Task: Among the entries below, please show each line that carries the word "story".
-------- Records to process --------
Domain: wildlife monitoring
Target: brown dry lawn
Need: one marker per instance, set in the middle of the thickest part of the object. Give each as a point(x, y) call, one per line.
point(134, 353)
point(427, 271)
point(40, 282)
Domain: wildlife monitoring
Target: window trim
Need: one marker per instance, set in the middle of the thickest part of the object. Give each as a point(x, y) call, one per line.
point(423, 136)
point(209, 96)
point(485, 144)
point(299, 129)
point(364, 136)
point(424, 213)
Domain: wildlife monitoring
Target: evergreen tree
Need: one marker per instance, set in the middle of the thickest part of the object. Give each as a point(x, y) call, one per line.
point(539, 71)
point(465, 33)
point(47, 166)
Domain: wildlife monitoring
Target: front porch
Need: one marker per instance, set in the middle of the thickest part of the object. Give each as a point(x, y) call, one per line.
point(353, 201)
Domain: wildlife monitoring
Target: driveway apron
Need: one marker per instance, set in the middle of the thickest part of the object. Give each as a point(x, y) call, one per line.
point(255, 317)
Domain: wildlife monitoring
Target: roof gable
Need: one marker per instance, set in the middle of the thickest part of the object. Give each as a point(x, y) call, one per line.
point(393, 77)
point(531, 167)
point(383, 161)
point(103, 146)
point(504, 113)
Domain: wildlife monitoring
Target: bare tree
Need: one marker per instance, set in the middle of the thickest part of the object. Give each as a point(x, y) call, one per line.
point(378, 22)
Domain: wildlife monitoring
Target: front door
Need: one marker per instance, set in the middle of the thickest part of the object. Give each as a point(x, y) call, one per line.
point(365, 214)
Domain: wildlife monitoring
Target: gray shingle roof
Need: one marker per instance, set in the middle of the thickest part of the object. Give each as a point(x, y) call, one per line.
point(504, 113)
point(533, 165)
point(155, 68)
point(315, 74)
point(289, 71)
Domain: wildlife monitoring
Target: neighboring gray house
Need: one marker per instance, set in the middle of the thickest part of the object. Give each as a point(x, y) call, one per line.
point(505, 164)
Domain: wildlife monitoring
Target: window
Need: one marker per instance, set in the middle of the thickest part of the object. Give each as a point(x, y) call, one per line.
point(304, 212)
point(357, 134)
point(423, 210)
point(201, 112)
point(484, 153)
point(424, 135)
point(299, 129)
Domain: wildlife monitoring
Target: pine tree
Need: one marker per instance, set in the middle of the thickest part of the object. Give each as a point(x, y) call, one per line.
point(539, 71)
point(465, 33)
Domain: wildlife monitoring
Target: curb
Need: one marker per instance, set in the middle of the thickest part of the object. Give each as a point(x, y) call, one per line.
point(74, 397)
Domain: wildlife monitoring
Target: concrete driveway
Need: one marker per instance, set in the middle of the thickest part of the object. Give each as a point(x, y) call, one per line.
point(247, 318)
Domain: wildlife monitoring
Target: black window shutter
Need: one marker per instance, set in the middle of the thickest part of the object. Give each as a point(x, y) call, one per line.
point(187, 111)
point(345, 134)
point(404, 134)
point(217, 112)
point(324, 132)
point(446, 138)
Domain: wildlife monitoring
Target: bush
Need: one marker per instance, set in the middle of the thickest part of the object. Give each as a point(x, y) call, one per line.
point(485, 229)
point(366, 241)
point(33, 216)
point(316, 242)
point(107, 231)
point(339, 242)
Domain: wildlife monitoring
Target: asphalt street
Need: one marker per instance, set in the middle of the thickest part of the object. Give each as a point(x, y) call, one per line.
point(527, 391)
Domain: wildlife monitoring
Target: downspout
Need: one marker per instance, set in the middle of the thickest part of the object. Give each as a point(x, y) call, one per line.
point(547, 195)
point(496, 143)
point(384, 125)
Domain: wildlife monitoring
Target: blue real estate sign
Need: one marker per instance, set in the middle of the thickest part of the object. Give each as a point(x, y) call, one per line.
--------
-------- Records to process --------
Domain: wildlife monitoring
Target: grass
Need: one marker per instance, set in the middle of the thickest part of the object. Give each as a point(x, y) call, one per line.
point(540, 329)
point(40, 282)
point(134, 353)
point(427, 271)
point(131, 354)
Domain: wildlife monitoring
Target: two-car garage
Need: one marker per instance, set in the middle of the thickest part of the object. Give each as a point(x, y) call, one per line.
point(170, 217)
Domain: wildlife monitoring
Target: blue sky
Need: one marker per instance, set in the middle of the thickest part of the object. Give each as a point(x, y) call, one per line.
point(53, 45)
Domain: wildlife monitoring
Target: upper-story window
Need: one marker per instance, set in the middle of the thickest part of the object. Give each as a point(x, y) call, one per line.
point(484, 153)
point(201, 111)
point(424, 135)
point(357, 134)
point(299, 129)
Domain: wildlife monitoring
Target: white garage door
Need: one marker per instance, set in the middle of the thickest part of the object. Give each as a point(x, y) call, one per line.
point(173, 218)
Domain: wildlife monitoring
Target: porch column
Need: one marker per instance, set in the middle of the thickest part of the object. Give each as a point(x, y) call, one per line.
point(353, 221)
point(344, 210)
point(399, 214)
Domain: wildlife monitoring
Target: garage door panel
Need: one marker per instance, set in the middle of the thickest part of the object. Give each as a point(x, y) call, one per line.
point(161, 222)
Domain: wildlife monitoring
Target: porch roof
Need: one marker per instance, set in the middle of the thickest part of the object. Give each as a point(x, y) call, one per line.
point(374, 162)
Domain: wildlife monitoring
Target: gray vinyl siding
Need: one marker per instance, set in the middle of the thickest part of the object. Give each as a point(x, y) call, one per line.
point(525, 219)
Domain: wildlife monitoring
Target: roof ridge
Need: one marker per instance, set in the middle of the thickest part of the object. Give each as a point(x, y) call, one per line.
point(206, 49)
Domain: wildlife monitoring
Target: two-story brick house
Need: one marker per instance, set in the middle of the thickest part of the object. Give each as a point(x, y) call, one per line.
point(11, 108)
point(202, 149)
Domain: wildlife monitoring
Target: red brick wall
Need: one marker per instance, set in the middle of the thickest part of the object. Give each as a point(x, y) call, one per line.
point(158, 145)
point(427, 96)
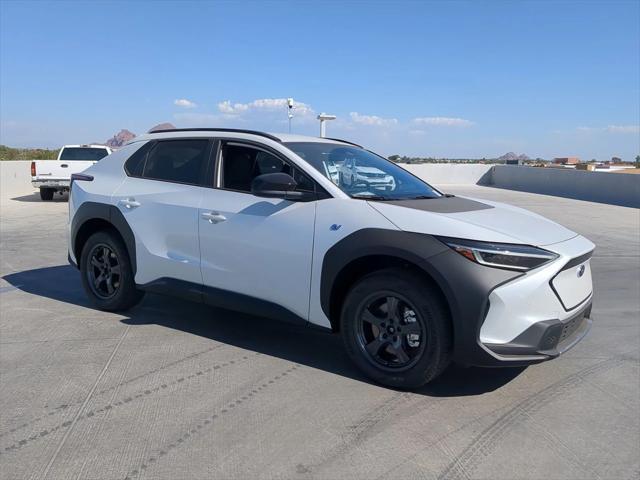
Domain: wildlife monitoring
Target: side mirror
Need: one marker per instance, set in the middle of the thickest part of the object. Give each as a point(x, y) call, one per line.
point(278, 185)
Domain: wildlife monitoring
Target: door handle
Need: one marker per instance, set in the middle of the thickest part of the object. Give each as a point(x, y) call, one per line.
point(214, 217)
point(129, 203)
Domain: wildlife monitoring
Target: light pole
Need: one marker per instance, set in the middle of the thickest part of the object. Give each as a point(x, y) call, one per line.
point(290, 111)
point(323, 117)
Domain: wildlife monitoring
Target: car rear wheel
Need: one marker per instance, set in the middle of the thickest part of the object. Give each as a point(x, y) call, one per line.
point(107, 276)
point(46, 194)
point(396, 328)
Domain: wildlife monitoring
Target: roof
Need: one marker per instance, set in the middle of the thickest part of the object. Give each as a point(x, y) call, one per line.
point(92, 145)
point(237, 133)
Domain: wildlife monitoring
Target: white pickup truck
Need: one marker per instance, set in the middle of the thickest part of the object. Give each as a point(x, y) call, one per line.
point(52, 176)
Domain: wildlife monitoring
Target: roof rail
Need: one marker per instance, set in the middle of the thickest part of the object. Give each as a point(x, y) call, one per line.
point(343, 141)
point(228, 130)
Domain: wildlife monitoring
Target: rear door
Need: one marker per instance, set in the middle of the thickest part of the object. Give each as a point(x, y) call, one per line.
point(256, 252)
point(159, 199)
--------
-------- Records to process --------
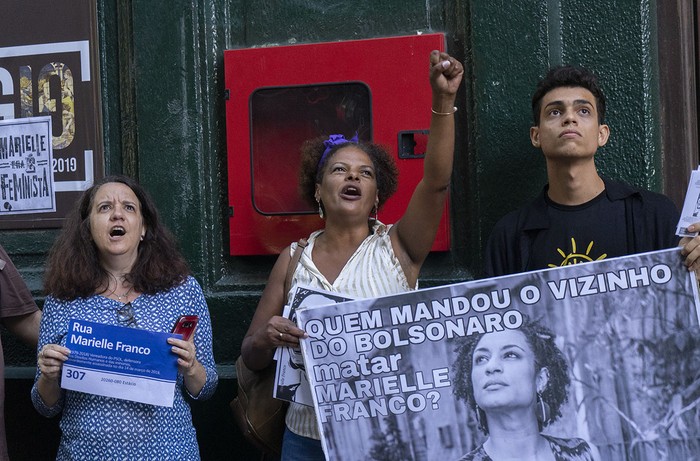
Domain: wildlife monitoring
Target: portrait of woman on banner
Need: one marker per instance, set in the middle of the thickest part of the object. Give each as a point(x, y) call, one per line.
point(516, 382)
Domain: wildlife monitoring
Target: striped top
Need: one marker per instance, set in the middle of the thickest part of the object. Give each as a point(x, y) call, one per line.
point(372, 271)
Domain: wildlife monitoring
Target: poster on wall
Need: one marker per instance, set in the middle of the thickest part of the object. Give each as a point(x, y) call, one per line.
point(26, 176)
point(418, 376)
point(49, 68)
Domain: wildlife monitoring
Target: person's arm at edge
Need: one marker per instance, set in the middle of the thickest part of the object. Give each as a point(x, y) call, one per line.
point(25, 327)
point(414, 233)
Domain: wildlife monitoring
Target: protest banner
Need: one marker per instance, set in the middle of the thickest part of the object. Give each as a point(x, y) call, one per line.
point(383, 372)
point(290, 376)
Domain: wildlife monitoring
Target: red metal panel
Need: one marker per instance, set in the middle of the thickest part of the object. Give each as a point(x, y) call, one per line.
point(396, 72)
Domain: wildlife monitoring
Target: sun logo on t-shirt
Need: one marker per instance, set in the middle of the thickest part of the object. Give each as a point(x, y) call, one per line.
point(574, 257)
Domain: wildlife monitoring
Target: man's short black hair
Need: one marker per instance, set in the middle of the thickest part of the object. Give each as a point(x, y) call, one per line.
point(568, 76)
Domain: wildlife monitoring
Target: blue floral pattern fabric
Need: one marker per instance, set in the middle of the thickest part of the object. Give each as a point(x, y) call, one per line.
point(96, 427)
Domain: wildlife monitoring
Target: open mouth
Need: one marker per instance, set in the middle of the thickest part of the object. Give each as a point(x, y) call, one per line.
--------
Task result:
Target: upper-story window
Target: two-story brick house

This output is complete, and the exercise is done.